## PAGE TEXT
On April 10, 2020, the District of Columbia enacted the COVID-19 Response Supplemental Emergency Amendment Act of 2020 (the “Act”). Relevant to employers, the Act (1) creates a new category of paid sick leave for COVID-19-related reasons, (2) expands eligibility for unemployment insurance benefits for District residents who lost work due to COVID-19, and (3) modifies the District’s work-share program. The Act is effective as of April 10, 2020 and will remain in effect for 90 days. The Act follows the District’s COVID-19 Response Emergency Amendment Act of 2020, enacted March 17, 2020, which amended the District of Columbia Family and Medical Leave Act to grant unpaid leave to employees for reasons related to COVID-19.
The Act amends the District’s Accrued Sick and Safe Leave Act of 2008 to require employers with between 50 and 499 employees to provide two full weeks of paid sick leave—up to 80 hours—for any reason employees may take leave under the federal Families First Coronavirus Response Act (“FFCRA”). Employees who have worked for the employer for at least 15 days are eligible to take leave under the Act.
Under the Act, leave must be paid at the employee’s regular rate of pay. For employees without a regular rate of pay, the rate is determined by dividing the employee’s total gross earnings—including all tips, commission, piecework, or other earnings earned on an irregular basis for the most recent two-week period that the employee worked—by the number of hours the employee worked during that two-week period. An employee’s rate of pay cannot be less than the District’s minimum wage.
Employees cannot be required to provide employers with more than 48 hours’ notice of the need to take leave. However, an employee need only provide “reasonable” notice in the event of an emergency. Further, an employee need not provide certification of the need to use leave unless the employee uses three or more consecutive working days of paid leave. Any required certification need not be provided until one week after the employee returns to work. However, an employer is prohibited from requiring certification if it does not contribute toward health insurance payments on behalf of the employee.
This leave is in addition to any other leave the employee may take under federal or District law or an employer’s own policies. However, employers may require that employees exhaust any such leave before using leave under the Act. If an employee exhausts leave under the Act and informs the employer that additional leave is needed, the employer must inform the employee of any other paid or unpaid leave to which the employee may be entitled under the law or the employer’s policies.

## THINGS TO DO
1) Repeat the portion of the text on the District's COVID-19 leave act from "This leave is" to "the employer’s policies.", word for word.
2) Continue the text on the District's COVID-19 leave act from the point where it stops.
The lines that follow are not needed for anything here.

## DATA LISTING
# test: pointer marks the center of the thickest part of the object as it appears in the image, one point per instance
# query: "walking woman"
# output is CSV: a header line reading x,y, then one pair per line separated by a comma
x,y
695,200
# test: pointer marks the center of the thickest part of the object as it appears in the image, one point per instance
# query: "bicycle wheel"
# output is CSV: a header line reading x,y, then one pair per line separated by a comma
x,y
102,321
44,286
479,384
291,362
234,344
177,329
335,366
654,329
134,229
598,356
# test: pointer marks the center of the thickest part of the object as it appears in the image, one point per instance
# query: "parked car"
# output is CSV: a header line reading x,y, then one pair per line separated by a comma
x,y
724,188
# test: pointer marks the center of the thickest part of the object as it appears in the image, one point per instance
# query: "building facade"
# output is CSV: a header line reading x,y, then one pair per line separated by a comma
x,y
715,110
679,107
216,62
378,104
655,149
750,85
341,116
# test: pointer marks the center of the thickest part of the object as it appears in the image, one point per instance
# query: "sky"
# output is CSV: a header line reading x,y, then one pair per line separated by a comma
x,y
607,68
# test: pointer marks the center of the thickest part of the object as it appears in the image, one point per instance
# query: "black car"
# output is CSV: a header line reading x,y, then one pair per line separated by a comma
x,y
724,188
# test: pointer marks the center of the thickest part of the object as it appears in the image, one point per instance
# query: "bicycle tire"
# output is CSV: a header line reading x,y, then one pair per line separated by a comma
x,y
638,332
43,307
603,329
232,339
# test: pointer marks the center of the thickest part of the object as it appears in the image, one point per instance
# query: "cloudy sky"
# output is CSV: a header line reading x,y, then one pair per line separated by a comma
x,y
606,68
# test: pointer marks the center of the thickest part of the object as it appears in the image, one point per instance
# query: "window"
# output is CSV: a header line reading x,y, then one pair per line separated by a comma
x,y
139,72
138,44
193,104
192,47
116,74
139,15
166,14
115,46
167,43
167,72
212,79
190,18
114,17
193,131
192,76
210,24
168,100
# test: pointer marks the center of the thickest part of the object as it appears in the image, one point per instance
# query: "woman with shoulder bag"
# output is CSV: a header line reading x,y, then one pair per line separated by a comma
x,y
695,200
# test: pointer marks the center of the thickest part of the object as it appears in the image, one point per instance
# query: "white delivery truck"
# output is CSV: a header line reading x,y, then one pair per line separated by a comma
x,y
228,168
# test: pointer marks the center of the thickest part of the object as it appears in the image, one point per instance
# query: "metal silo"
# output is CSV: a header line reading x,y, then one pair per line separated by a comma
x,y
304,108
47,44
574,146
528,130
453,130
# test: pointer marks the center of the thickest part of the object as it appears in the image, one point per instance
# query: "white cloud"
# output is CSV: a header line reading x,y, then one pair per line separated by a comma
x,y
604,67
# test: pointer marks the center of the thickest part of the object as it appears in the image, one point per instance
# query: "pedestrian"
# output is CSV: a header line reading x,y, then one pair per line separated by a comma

## TASK RESPONSES
1)
This leave is in addition to any other leave the employee may take under federal or District law or an employer’s own policies. However, employers may require that employees exhaust any such leave before using leave under the Act. If an employee exhausts leave under the Act and informs the employer that additional leave is needed, the employer must inform the employee of any other paid or unpaid leave to which the employee may be entitled under the law or the employer’s policies.

2)
These expanded sick leave provisions do not apply to a “health care provider,” defined as any doctor’s office, hospital, healthcare center, clinic, postsecondary educational institution offering healthcare instruction, medical school, local health department or agency, nursing facility, retirement facility, nursing home, home healthcare provider, facility that performs laboratory or medical testing, pharmacy, or any similar institution, employer, or entity.
Leave under the Act is available as long as the District’s COVID-19 public health emergency is in effect. Employers are prohibited from retaliating against employees requesting leave under the Act.
While there are similarities between the Act and the FFCRA, there are a few key differences. First, the FFCRA has broader applicability because it applies to all employers with less than 500 employees (the Act exempts employers with less than 50 employees). Second, the FFCRA applies to employees regardless of the amount of time the employee has been employed by the employer (the Act requires employees to work for at least 15 days before requesting leave). Third, the amount of paid leave under the FFCRA is capped per employee. Fourth, the Act does not provide any tax credits to employers to offset the cost of the required paid leave.
The Act also expands eligibility for the District’s unemployment insurance program during the District’s COVID-19 public emergency. During this time, individuals who “otherwise would not qualify” may be eligible to receive unemployment insurance benefits, including workers who are self-employed, seeking part-time work, or do not have a sufficient work history. The Act also removes the one-week waiting period for eligibility for unemployment insurance benefits and the requirement that claimants must be searching for work.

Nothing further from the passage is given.